Document passage =>
— start —
Was restructuring a success? Prices provide a dispassionate analysis, showing that restructuring was poorly designed, badly executed, and focused on the wrong part of the grid. With those lessons learned, it’s time to explore ways to move forward.
Recent electricity price increases have prompted disparate organizations to issue self-serving declarations about whether deregulation is to blame. The Electric Power Supply Association, representing competitive power suppliers, claims market-oriented reforms have benefited consumers, while the American Public Power Association, representing municipal utilities that want to maintain their control of local markets, argues the opposite.
Fortunately, prices provide a dispassionate analysis. They illustrate that restructuring was poorly designed and badly executed, and it focused on the wrong part of the grid. An analysis of prices also suggests new directions for electricity market regulation (see sidebar, “A Model for Reform”).
Some state officials have blamed price spikes on deregulation, giving us a readily testable proposition: Have price increases in restructured states exceeded those in states that chose not to restructure?
The National Regulatory Research Institute (NRRI) at Ohio State University has characterized the status of electric restructuring according to the map shown in Figure 1 (see “Restructuring in the States”). This map provides us with two differentiable populations to compare: The states that fully restructured (as the NRRI defines the term) and the states that remained traditionally regulated.
New Hampshire, California, New York, Rhode Island, and Pennsylvania in 1996 were the first state legislatures to pass restructuring bills. However, wholesale access began in 1992 with that year’s Federal Energy Policy Act. Political discussions at the state level over the next several years gave regulated utilities time to contemplate and plan for a restructured future, even before state legislation was official. Therefore, an analysis of changes in retail-power prices will focus on the period from 1992 to 2005 (the most recent year for which complete data is available). If deregulation caused prices to increase, we would expect to see a greater increase in prices in states that restructured their utility industries.
However, the data shows exactly the opposite (see Figure 2, “Retail Prices: Regulated vs. Restructured States, 1992-2005”). Note first that in both regulated and restructured states, electric prices have risen at a slower rate than inflation. This is consistent with broader U.S. power trends from 1982 to 2000, where inflation-adjusted electricity costs have fallen every year. But specific to our comparison, the regulated states actually show a 30 percent greater increase in power prices than those that restructured.
— end —
Required work => Continue the article on electricity restructuring and retail power prices, picking up right after its final sentence.

Provided material =>
— start —
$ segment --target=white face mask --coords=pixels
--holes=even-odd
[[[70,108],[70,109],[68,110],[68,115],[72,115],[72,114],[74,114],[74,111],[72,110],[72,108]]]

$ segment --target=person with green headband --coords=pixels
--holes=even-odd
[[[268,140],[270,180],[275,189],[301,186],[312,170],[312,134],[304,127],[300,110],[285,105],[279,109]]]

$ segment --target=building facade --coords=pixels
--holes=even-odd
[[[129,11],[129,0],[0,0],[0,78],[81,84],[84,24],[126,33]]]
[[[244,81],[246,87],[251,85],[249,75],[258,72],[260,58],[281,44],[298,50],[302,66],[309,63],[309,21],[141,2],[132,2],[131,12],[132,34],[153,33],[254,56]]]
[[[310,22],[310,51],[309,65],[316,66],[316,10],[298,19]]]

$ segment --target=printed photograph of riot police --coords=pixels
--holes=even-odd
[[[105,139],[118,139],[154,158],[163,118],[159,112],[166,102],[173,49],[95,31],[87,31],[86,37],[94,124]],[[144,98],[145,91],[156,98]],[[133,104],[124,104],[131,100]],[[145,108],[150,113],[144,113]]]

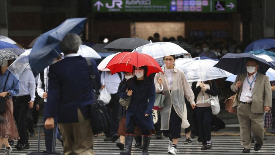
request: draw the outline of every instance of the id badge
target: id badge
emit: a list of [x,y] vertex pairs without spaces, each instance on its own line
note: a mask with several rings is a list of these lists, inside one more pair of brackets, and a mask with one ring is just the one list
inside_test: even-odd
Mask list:
[[252,93],[251,92],[247,92],[245,94],[245,96],[247,97],[252,97]]

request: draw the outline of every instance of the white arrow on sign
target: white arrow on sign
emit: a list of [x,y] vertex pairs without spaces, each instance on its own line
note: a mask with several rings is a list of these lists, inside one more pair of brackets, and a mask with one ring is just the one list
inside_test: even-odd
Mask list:
[[97,5],[97,11],[99,11],[100,10],[100,6],[104,6],[103,5],[103,4],[101,3],[101,2],[99,1],[95,3],[95,4],[94,5],[94,6],[95,6]]
[[234,7],[235,7],[235,5],[234,5],[234,4],[232,3],[231,2],[230,2],[230,5],[226,5],[226,6],[230,7],[230,9],[232,10]]

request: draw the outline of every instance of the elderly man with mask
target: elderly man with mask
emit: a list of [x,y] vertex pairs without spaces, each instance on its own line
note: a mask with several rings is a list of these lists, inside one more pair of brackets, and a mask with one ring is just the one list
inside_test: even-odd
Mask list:
[[[89,118],[91,106],[95,100],[94,86],[86,59],[77,54],[81,42],[76,34],[66,34],[59,44],[65,58],[49,69],[45,127],[53,128],[56,122],[54,118],[58,118],[64,155],[95,154]],[[91,61],[99,88],[97,65]]]
[[268,77],[257,71],[258,61],[248,59],[247,73],[239,74],[231,85],[233,91],[239,89],[238,97],[232,108],[237,108],[240,123],[241,144],[243,152],[249,153],[251,146],[251,132],[257,141],[254,150],[258,151],[264,144],[265,111],[271,107],[271,89]]

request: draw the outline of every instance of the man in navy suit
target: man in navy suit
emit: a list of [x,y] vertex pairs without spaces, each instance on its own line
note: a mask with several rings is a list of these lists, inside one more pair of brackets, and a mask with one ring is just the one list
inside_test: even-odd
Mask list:
[[[65,36],[59,44],[65,57],[51,65],[48,74],[45,128],[53,128],[57,121],[53,118],[58,118],[65,155],[95,154],[89,118],[90,107],[95,97],[94,86],[86,59],[76,54],[81,43],[80,37],[76,34],[69,33]],[[91,61],[100,87],[96,64]]]

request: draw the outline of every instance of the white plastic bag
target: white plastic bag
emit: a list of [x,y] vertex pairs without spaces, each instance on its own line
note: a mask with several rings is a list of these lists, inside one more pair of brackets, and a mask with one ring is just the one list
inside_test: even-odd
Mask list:
[[209,97],[210,98],[206,101],[211,105],[212,113],[213,115],[217,115],[221,110],[218,96],[212,96],[209,95]]
[[109,103],[111,98],[111,94],[107,91],[106,88],[103,88],[100,92],[99,99],[103,101],[106,104]]

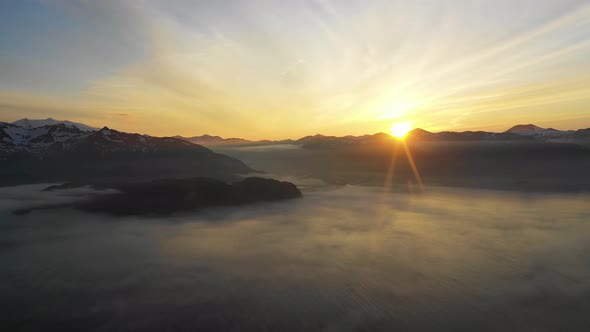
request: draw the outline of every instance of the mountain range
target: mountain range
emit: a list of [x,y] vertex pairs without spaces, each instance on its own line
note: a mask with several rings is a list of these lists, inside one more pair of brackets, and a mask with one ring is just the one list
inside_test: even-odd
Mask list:
[[252,171],[238,159],[173,137],[83,129],[71,122],[0,122],[0,184],[194,176],[227,180]]
[[[242,161],[190,140],[228,147],[292,144],[301,149],[269,153],[264,161],[270,164],[261,164],[261,160],[249,154],[249,149],[220,151],[227,151],[259,169],[277,174],[289,170],[328,183],[349,183],[350,176],[372,174],[367,177],[378,183],[396,151],[392,147],[401,142],[384,133],[247,141],[209,135],[159,138],[107,127],[86,130],[88,126],[80,126],[84,125],[59,121],[46,124],[35,120],[0,122],[0,185],[38,182],[96,184],[189,177],[237,181],[238,174],[253,172]],[[550,181],[547,186],[559,190],[565,189],[564,183],[571,184],[567,188],[590,188],[590,179],[585,175],[590,167],[590,129],[560,131],[534,125],[517,125],[502,133],[433,133],[414,129],[405,140],[411,145],[414,159],[430,183],[467,183],[465,185],[479,187],[483,180],[476,179],[486,178],[492,179],[489,183],[493,185],[502,180],[510,187],[516,182],[524,183],[522,179],[526,179],[527,183]],[[398,164],[396,170],[398,180],[404,178],[399,176],[404,172],[411,174],[409,164]]]

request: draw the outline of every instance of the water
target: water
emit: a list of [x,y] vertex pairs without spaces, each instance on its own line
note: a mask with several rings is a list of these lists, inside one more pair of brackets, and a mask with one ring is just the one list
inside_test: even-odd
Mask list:
[[6,196],[3,331],[584,331],[590,324],[587,195],[348,186],[149,219],[69,209],[13,216]]

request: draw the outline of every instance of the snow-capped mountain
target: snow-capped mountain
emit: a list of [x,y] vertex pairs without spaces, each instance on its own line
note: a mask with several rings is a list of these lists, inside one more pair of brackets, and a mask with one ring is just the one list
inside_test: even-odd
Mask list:
[[173,137],[59,123],[22,127],[0,122],[0,185],[41,181],[110,181],[250,172],[240,160]]
[[79,139],[90,133],[63,123],[23,127],[0,122],[0,155],[12,152],[41,153],[55,143]]
[[87,126],[83,123],[71,122],[71,121],[67,121],[67,120],[60,121],[60,120],[55,120],[52,118],[47,118],[47,119],[27,119],[27,118],[25,118],[25,119],[20,119],[20,120],[14,121],[12,124],[19,126],[19,127],[27,128],[27,129],[63,124],[64,126],[66,126],[68,128],[77,128],[81,131],[96,131],[96,130],[98,130],[98,128],[93,128],[93,127]]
— end —
Exercise answer =>
This is all the more remarkable given the restructured (largely Northeastern) states long have been more dependent on natural gas than many Central and Southern states that remained regulated. Thus, price increases have been lower in the restructured states in spite of greater increases in power-plant fuel costs.
Specifically, as of 2005, about 25 percent of all electricity generated in restructured states came from natural gas, while in regulated states only 11 percent of generation was fueled by natural gas. The precise percentages vary from year to year, but the 2-to-1 ratio holds fairly steady throughout the 1990s.
Given volatility in energy prices, long-term trends are more meaningful than single-point comparisons. Furthermore, inflation also can show year-on-year variation (see Figure 3, “Inflation-Adjusted Retail Prices: Regulated vs. Restructured States”).
Recognizing the two sets of states had different average power prices at the start of the period—and both sets were under essentially identical regulatory paradigms in 1992—an analysis of inflation-adjusted prices normalizes the data in both areas such that the region-specific 1992 power price is 100. (Thus, an electricity price of 90 indicates a 10 percent reduction, relative to the 1992 price.)
In all regions, the inflation-adjusted price of power has fallen since 1992, when the country first began restructuring the electric grid. From 1992-1997, there was little difference (on a percentage basis) between those states that ultimately restructured and those that did not—consistent with the fact that no states had yet restructured. However, in 1997, Rhode Island became the first state to implement the deregulatory proceedings approved by its Legislature the year before, and a flood of states followed shortly thereafter. And almost immediately, two things happened:
• In the restructured states, the rate of decline in real electricity prices accelerated.
• In the regulated states, the 30-year decline in real electricity prices stopped.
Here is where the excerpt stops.